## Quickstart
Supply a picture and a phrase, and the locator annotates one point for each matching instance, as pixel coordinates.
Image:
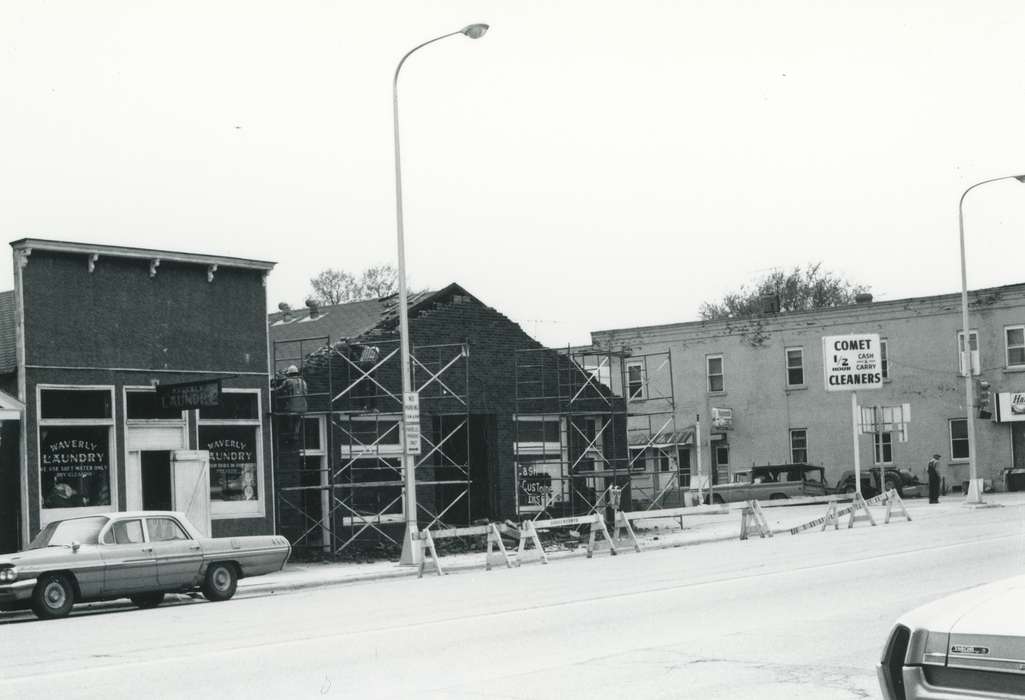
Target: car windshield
(81, 530)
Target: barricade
(625, 518)
(833, 513)
(529, 530)
(427, 537)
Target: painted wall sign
(189, 396)
(75, 465)
(852, 363)
(1011, 407)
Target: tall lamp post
(974, 495)
(410, 553)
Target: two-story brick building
(768, 372)
(105, 352)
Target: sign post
(850, 363)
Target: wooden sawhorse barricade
(529, 530)
(858, 510)
(624, 518)
(427, 537)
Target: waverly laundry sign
(852, 363)
(1010, 407)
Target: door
(192, 487)
(178, 556)
(156, 477)
(129, 564)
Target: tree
(332, 286)
(796, 290)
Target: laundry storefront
(141, 382)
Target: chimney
(314, 307)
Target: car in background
(904, 481)
(141, 556)
(771, 482)
(969, 645)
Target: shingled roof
(355, 319)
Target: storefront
(145, 380)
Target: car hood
(979, 628)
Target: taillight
(893, 659)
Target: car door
(178, 556)
(129, 565)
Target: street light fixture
(410, 553)
(974, 495)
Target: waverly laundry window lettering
(75, 447)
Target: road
(787, 617)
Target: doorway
(158, 486)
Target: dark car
(907, 484)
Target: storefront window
(75, 465)
(233, 461)
(233, 435)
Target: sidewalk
(653, 534)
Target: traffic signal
(985, 399)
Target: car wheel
(145, 601)
(220, 581)
(53, 596)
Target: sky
(585, 165)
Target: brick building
(99, 347)
(339, 481)
(768, 372)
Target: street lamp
(974, 495)
(410, 554)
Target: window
(685, 466)
(715, 372)
(1015, 337)
(76, 452)
(636, 380)
(884, 448)
(164, 530)
(233, 435)
(974, 346)
(798, 446)
(958, 439)
(127, 532)
(794, 366)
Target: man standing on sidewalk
(934, 480)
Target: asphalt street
(788, 617)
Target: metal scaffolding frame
(337, 459)
(587, 422)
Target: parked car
(907, 484)
(141, 556)
(771, 482)
(969, 645)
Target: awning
(638, 439)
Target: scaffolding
(593, 427)
(339, 488)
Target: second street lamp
(974, 495)
(410, 553)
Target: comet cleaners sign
(852, 362)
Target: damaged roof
(356, 319)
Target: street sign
(852, 363)
(411, 422)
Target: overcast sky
(586, 165)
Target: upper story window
(798, 446)
(958, 439)
(636, 389)
(974, 346)
(715, 372)
(1015, 338)
(794, 366)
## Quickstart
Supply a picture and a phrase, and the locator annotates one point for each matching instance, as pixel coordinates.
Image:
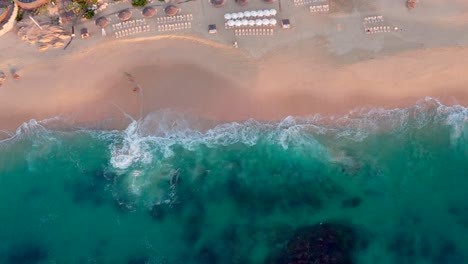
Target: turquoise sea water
(173, 189)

-------

== Work request ==
Copy out all the entries precisely. No images.

== Result of the task ==
## Quickstart
Supply a picture and a phrase, and the locator annotates one point for each matching instance, as pixel coordinates.
Image:
Target: car windshield
(81, 530)
Target: barricade
(625, 518)
(833, 513)
(529, 530)
(427, 537)
Target: painted wall sign
(189, 396)
(75, 465)
(852, 363)
(1011, 407)
Target: tall lamp post
(974, 495)
(410, 553)
Target: two-story brick building
(768, 372)
(105, 352)
Target: sign post
(850, 363)
Target: wooden sawhorse barricade
(529, 530)
(858, 510)
(624, 518)
(427, 537)
Target: waverly laundry sign
(852, 363)
(1010, 407)
Target: door
(192, 487)
(178, 556)
(156, 477)
(129, 564)
Target: tree
(332, 286)
(796, 290)
Target: laundry storefront
(141, 382)
Target: chimney
(314, 307)
Target: car in background
(904, 481)
(141, 556)
(771, 482)
(969, 645)
Target: shingled roof
(355, 319)
Target: storefront
(145, 380)
Target: car hood
(979, 628)
Target: taillight
(893, 659)
Target: car door
(178, 556)
(129, 565)
Target: street light fixture
(410, 553)
(974, 495)
Target: waverly laundry window lettering
(75, 447)
Target: road
(787, 617)
Target: doorway
(158, 486)
Target: dark car
(907, 484)
Target: storefront window
(75, 465)
(233, 461)
(233, 435)
Target: sidewalk
(653, 534)
Target: traffic signal
(985, 399)
Target: car wheel
(145, 601)
(220, 581)
(53, 596)
Target: sky
(585, 165)
Target: brick building
(99, 347)
(339, 481)
(768, 372)
Target: street lamp
(974, 495)
(410, 554)
Target: window
(685, 466)
(715, 372)
(1015, 337)
(76, 452)
(636, 380)
(884, 448)
(164, 530)
(233, 435)
(974, 346)
(798, 446)
(958, 439)
(127, 532)
(794, 366)
Target: man standing on sidewalk
(934, 480)
Target: asphalt street
(788, 617)
Target: metal scaffolding frame
(337, 459)
(587, 422)
Target: parked car
(907, 484)
(141, 556)
(771, 482)
(969, 645)
Target: awning
(638, 439)
Target: scaffolding
(593, 427)
(339, 488)
Target: second street lamp
(974, 495)
(410, 553)
Target: comet cleaners sign
(852, 362)
Target: damaged roof
(356, 319)
Target: street sign
(852, 363)
(411, 422)
Target: overcast sky
(586, 165)
Target: upper story window
(798, 446)
(958, 439)
(636, 389)
(974, 346)
(715, 372)
(1015, 338)
(794, 366)
## Quickstart
Supply a picture and a phrase, and the locator annotates one point for each matching instance, as pixel coordinates.
Image:
Target: turquoise sea water
(173, 189)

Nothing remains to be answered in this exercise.